* Work item
From the entries below, reproduce exactly the lines from the one with "One point rides on each instance of the grassy" through the one with "One point rides on each instance of the row", both included, without images.

* Data shown
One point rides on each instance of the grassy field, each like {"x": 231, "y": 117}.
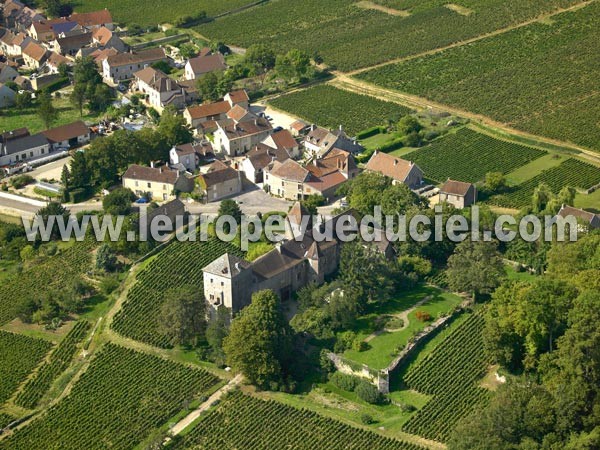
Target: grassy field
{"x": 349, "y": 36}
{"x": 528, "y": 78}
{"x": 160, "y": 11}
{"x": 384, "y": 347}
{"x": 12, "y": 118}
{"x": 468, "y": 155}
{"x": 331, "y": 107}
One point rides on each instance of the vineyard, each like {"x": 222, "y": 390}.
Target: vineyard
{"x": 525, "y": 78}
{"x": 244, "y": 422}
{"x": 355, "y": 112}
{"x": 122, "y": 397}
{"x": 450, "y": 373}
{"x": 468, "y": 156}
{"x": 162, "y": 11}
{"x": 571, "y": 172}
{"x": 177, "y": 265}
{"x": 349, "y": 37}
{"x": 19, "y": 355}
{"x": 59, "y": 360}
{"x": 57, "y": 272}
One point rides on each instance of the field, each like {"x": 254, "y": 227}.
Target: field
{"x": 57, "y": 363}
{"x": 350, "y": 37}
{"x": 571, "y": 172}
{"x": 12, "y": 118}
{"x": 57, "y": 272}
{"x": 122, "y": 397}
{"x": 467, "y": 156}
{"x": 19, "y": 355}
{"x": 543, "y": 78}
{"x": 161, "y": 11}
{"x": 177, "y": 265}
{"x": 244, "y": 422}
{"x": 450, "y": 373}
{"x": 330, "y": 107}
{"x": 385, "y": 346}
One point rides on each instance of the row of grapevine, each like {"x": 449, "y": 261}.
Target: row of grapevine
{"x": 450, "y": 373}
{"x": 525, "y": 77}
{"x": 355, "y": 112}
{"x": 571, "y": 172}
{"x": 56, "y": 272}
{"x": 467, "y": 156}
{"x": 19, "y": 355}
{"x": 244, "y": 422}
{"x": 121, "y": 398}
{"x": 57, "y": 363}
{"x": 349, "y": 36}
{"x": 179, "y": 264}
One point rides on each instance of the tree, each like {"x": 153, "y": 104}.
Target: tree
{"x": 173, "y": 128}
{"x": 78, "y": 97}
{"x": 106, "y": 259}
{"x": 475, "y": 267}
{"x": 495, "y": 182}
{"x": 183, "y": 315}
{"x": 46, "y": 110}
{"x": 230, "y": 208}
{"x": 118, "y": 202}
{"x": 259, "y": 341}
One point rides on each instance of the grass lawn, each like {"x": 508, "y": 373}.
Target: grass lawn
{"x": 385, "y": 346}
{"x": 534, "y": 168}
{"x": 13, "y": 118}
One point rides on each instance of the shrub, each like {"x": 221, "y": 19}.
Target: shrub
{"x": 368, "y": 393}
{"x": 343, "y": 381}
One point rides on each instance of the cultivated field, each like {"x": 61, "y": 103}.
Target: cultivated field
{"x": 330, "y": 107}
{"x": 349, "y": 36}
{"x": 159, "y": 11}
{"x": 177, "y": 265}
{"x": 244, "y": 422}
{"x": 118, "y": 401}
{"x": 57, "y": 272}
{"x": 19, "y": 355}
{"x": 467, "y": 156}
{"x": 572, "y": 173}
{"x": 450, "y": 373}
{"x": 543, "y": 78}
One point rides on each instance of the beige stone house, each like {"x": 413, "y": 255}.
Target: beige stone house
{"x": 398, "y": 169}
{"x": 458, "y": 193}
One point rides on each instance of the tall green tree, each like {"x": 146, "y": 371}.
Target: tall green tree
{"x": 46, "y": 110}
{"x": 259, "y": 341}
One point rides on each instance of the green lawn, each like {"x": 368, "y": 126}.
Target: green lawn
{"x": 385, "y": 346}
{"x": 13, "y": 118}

* * *

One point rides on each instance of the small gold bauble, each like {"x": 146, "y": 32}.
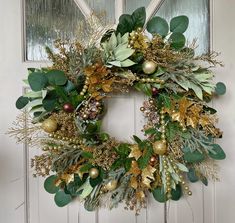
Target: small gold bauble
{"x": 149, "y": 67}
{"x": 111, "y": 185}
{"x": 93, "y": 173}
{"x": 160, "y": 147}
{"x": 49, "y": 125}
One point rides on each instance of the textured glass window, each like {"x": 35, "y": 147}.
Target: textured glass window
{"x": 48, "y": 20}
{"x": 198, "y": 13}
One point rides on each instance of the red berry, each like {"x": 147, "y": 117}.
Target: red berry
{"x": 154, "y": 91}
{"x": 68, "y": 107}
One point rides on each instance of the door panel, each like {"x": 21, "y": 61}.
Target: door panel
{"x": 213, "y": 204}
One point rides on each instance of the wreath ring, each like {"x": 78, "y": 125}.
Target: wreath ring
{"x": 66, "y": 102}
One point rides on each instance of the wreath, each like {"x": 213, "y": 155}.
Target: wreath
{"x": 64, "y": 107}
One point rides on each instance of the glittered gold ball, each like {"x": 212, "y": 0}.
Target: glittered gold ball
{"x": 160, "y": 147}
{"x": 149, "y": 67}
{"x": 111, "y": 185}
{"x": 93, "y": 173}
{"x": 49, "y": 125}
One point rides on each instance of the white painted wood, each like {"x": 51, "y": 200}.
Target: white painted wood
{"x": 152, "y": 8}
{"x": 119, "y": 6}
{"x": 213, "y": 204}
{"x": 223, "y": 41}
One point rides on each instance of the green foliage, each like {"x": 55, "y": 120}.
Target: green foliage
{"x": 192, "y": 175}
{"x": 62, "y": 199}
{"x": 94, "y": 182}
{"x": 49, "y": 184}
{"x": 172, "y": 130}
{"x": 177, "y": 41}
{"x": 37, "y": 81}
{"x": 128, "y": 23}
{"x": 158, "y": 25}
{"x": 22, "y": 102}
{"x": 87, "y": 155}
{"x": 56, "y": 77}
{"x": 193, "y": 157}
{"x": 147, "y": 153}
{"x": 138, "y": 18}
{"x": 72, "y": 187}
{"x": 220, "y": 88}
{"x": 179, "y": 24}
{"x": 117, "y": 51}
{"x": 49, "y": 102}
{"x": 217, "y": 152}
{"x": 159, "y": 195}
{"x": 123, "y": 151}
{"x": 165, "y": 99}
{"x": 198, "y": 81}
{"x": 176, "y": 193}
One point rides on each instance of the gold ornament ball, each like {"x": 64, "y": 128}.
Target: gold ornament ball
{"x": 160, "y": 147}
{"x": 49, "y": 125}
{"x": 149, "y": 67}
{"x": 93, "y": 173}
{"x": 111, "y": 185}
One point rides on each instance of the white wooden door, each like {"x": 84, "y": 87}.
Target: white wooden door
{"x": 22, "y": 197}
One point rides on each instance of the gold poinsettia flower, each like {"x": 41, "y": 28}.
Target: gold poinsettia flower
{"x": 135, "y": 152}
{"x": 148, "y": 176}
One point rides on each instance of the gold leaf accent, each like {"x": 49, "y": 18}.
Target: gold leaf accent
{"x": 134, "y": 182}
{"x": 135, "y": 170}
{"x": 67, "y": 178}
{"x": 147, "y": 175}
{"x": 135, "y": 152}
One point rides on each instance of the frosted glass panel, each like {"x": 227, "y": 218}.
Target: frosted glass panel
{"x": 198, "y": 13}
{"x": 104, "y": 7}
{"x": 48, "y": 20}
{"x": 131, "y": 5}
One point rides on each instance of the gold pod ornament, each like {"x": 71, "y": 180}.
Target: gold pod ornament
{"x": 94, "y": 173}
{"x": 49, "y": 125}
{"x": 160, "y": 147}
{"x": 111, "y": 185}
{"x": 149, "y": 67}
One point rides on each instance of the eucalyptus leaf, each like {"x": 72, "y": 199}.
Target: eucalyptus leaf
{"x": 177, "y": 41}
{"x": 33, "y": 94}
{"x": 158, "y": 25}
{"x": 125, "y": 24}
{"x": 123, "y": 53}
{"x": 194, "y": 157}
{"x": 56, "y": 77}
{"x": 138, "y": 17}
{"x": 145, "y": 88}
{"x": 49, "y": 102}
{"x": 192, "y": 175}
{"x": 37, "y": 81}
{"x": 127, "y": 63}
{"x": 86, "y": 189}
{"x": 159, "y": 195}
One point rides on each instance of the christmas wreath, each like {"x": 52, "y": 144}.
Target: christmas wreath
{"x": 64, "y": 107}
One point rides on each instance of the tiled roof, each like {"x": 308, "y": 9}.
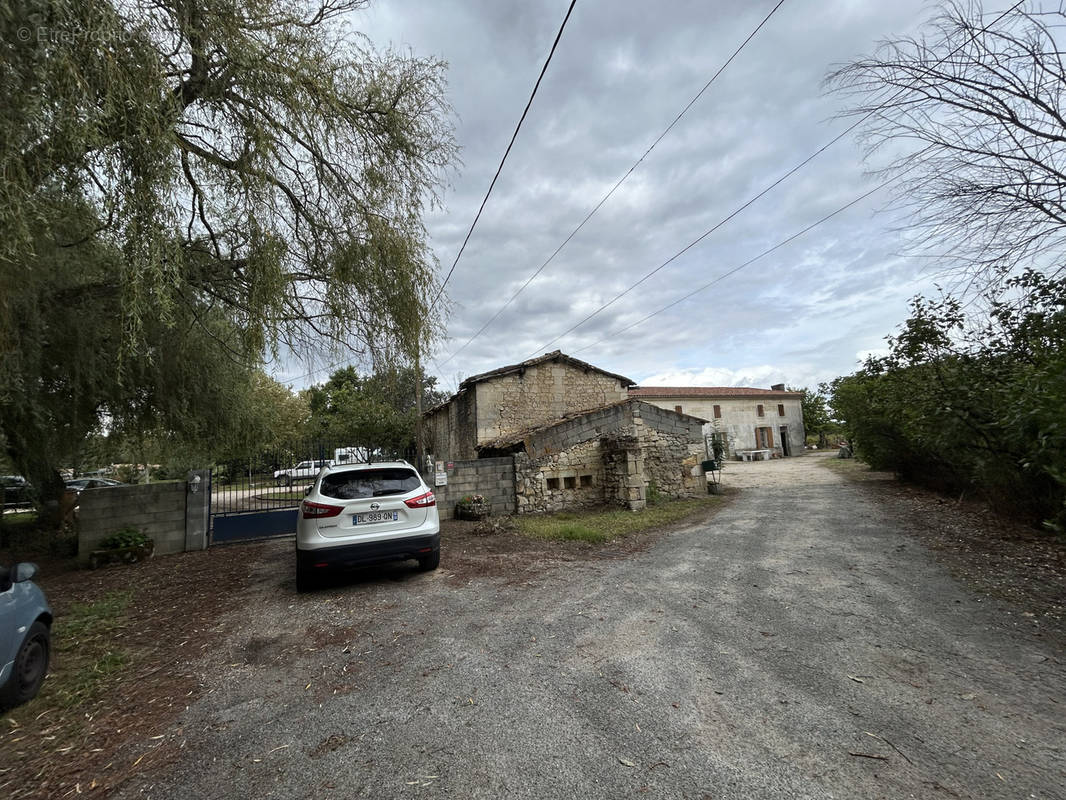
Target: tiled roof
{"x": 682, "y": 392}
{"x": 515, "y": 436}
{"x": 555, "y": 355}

* Solution to this exercise
One point rides on each instance of the grassy field, each like {"x": 231, "y": 117}.
Target: grassy field
{"x": 349, "y": 36}
{"x": 528, "y": 78}
{"x": 160, "y": 11}
{"x": 384, "y": 347}
{"x": 12, "y": 118}
{"x": 468, "y": 155}
{"x": 331, "y": 107}
One point rides on each instance of the vineyard, each like {"x": 222, "y": 390}.
Target: vineyard
{"x": 525, "y": 78}
{"x": 244, "y": 422}
{"x": 355, "y": 112}
{"x": 122, "y": 397}
{"x": 450, "y": 373}
{"x": 468, "y": 156}
{"x": 162, "y": 11}
{"x": 571, "y": 172}
{"x": 177, "y": 265}
{"x": 349, "y": 37}
{"x": 19, "y": 355}
{"x": 59, "y": 360}
{"x": 57, "y": 272}
One point rides on each instance of the field, each like {"x": 254, "y": 227}.
Target: field
{"x": 57, "y": 363}
{"x": 350, "y": 37}
{"x": 571, "y": 172}
{"x": 12, "y": 118}
{"x": 57, "y": 272}
{"x": 122, "y": 397}
{"x": 467, "y": 156}
{"x": 19, "y": 355}
{"x": 543, "y": 78}
{"x": 161, "y": 11}
{"x": 177, "y": 265}
{"x": 244, "y": 422}
{"x": 450, "y": 373}
{"x": 330, "y": 107}
{"x": 385, "y": 346}
One point rides on each instance of the row of grapevine, each like {"x": 449, "y": 261}.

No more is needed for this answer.